**What to work on:**
**a.** In the policy loan passage, what monthly payment would pay off the loan over 5 years?
**b.** Carry on the policy loan passage from its last sentence.

Now, you control the entire process, and you can choose to pay the loan back whenever you want. If you want to pay it off over 5 years, you would make a monthly payment of $943.56. After 5 years, you would have paid the insurance company a total of $6,614 in interest. 

Now, let's say you make a payment here, you skip a few months, you make another payment, and your next payment is $1,000, etc. You can pay back the loan however you want. You control it 100%. Whenever you take a policy loan, the insurance company will never ask you why you're taking it, what you're doing with it and when you're paying it back. You control the whole process!

So if we ran this process with equal payments over 5 years, it would have cost you $6,614 to borrow the $50,000 from the insurance company. You're being charged a simple interest rate. 

Now, the question that most people have at this point is, why would I do this? Why would I pay the insurance company $6,614? Why wouldn't I just use debt? Or why wouldn't I just use my cash?

**Supplied records:**
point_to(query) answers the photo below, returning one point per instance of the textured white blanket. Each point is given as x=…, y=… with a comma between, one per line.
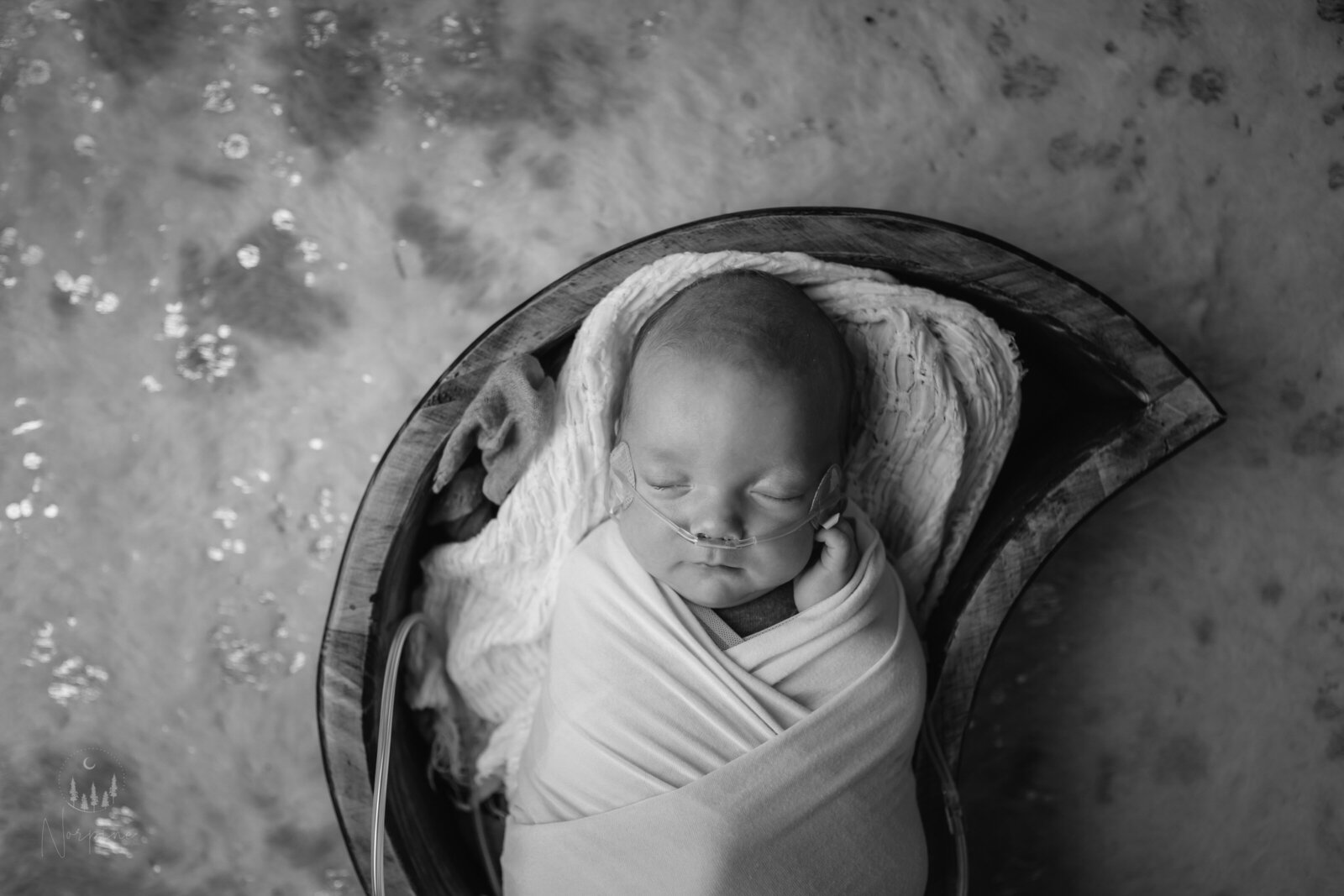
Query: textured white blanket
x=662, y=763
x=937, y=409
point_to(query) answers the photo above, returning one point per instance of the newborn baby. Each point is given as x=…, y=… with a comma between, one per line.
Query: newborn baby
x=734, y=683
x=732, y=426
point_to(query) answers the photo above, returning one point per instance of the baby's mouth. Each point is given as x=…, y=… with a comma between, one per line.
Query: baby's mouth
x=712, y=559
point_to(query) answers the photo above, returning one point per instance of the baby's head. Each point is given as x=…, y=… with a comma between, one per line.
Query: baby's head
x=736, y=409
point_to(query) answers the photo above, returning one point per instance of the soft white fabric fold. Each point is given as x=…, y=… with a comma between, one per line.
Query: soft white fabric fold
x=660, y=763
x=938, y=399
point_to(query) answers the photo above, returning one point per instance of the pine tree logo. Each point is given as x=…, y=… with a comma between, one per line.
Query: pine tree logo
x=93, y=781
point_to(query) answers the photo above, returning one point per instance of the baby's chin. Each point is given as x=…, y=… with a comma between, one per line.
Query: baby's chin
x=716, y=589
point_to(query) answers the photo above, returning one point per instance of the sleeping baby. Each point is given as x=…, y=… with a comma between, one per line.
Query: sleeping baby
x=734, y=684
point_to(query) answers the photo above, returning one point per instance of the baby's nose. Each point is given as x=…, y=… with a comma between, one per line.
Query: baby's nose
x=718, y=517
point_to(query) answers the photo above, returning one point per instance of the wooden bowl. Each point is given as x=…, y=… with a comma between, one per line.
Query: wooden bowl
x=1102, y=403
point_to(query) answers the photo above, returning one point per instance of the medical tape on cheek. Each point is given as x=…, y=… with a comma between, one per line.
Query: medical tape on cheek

**Answers provided:**
**a.** $943.56

**b.**
Well, here's why. 

During this same 5-year period of time, your $50,000 never actually came out of your policy, and your $50,000 is earning exactly what you're paying. 

If you're earning 5%, then you're paying 5%.

If you're earning 6%, then you're paying 6%. 

These numbers are exactly the same, but here's the key difference, and this is what allows you to function like a bank…You get to use the arbitrage of interest rates. In this example, you're paying a simple interest rate, but you're actually EARNING a compounding rate of return.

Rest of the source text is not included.